That sets the stage for potential problems. “It imitates whatever used to happen,” says data scientist Cathy O’Neil. “Until we have a perfect society, we might want to be careful about that.” With Amazon or YouTube recommendations, these biases seem fairly harmless. You might get book recommendations that don’t appeal to you or miss out on a video you’d love. But biased algorithms can have more clearly negative consequences as well.
In the early 1980s, a medical school in London, England, started using an algorithm to do the first round of screening for admissions. They had trained the algorithm on data from the previous decade. In that time, people making admission decisions had discriminated against women and non-European people. The algorithm, which was designed to mimic the humans’ choices, preferred men to women and people whose names sounded European to those with non-European names. “Much more subtle things are happening nowadays, but they’re still happening,” says O’Neil.

Data section:
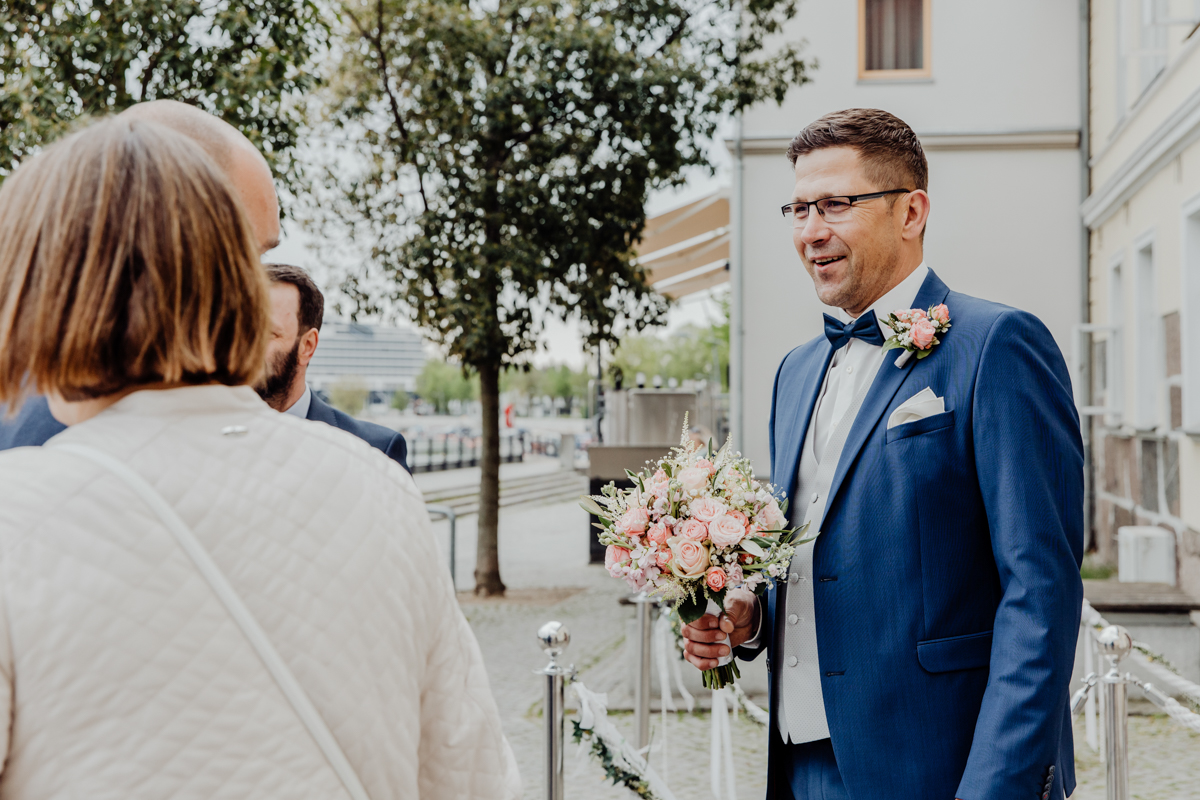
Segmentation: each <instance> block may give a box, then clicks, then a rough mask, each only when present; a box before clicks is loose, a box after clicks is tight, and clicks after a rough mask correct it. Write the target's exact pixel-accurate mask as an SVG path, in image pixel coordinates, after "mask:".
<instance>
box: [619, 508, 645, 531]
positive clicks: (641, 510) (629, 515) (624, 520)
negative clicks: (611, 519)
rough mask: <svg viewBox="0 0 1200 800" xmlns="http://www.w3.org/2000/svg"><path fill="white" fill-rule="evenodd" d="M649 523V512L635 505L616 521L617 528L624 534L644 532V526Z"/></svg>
mask: <svg viewBox="0 0 1200 800" xmlns="http://www.w3.org/2000/svg"><path fill="white" fill-rule="evenodd" d="M649 524H650V512H649V511H647V510H646V509H643V507H641V506H635V507H632V509H630V510H629V511H626V512H625V513H624V515H622V517H620V519H619V521H618V522H617V530H620V531H623V533H626V534H644V533H646V527H647V525H649Z"/></svg>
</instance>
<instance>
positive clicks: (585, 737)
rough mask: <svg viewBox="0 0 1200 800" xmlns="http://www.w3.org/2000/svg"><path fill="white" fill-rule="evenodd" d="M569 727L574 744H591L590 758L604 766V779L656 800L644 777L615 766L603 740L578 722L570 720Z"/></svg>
mask: <svg viewBox="0 0 1200 800" xmlns="http://www.w3.org/2000/svg"><path fill="white" fill-rule="evenodd" d="M571 726H572V727H574V728H575V732H574V733H572V734H571V738H572V740H574V741H575V744H581V742H582V741H583V740H584V739H588V740H589V741H590V742H592V756H593V757H595V758H596V759H598V760H599V762H600V764H601V765H602V766H604V772H605V777H607V778H610V780H611V781H612V784H613V786H624V787H625V788H626V789H629V790H630V792H632V793H634V794H636V795H637V796H640V798H643V799H644V800H658V799H656V798H655V795H654V793H653V792H650V787H649V784H648V783H647V782H646V778H644V777H642V776H641V775H638V774H636V772H630V771H629V770H626V769H624V768H623V766H619V765H617V764H616V762H614V760H613V757H612V751H610V750H608V746H607V745H606V744H605V742H604V739H601V738H600V736H596V735H595V734H594V733H593V732H592V730H587V729H584V728H583V727H582V726H581V724H580V721H578V720H571Z"/></svg>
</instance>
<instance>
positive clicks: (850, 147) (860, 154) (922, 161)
mask: <svg viewBox="0 0 1200 800" xmlns="http://www.w3.org/2000/svg"><path fill="white" fill-rule="evenodd" d="M824 148H853V149H854V150H857V151H858V156H859V158H862V161H863V168H864V170H865V172H866V176H868V179H870V181H871V182H872V184H875V185H876V187H878V190H880V191H881V192H882V191H888V190H894V188H906V190H918V188H919V190H928V188H929V162H926V161H925V151H924V149H922V146H920V140H919V139H918V138H917V134H916V133H913V132H912V128H911V127H908V126H907V125H906V124H905V121H904V120H901V119H900V118H898V116H895V115H894V114H888V113H887V112H881V110H880V109H877V108H847V109H845V110H841V112H833V113H832V114H826V115H824V116H822V118H821V119H818V120H817V121H815V122H811V124H810V125H809V126H808V127H805V128H804V130H803V131H800V132H799V133H798V134H797V136H796V138H794V139H792V143H791V144H790V145H787V160H788V161H791V162H792V166H793V167H794V166H796V160H797V158H799V157H800V156H805V155H808V154H810V152H812V151H814V150H822V149H824Z"/></svg>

Things to do:
[a] According to the passage on biased algorithms, what did a London medical school begin using an algorithm for in the early 1980s?
[b] Carry on the passage on biased algorithms, starting right after its final sentence.

Results by task:
[a] To do the first round of screening for admissions.

[b]
As a more modern example, some facial recognition programs are worse at identifying the faces of dark-skinned people than those of light-skinned people. In that case, the problem was in what data was used in the first place. Probably without realizing it, programmers had trained the algorithms using mostly light-skinned people’s faces. The algorithms then stumbled when presented with people with a wider range of skin tones. In one case, an image recognition program labeled a picture of two people as “gorillas.” This is an offensive racial slur. The computer program didn’t know that, though. Embarrassed engineers quickly fixed the error. Even without any ill intent on the part of the programmers or the algorithms themselves, people were and are hurt by biased algorithms.
There are several ways programmers who write algorithms can try to combat bias. In the case of facial recognition algorithms, the programmers could have used a broader range of faces to train the algorithm. Algorithm designers can try to make sure their data truly represents the population it relates to. If you’re going to be using it to classify pictures of people, it’s no good if it only works on light-skinned people.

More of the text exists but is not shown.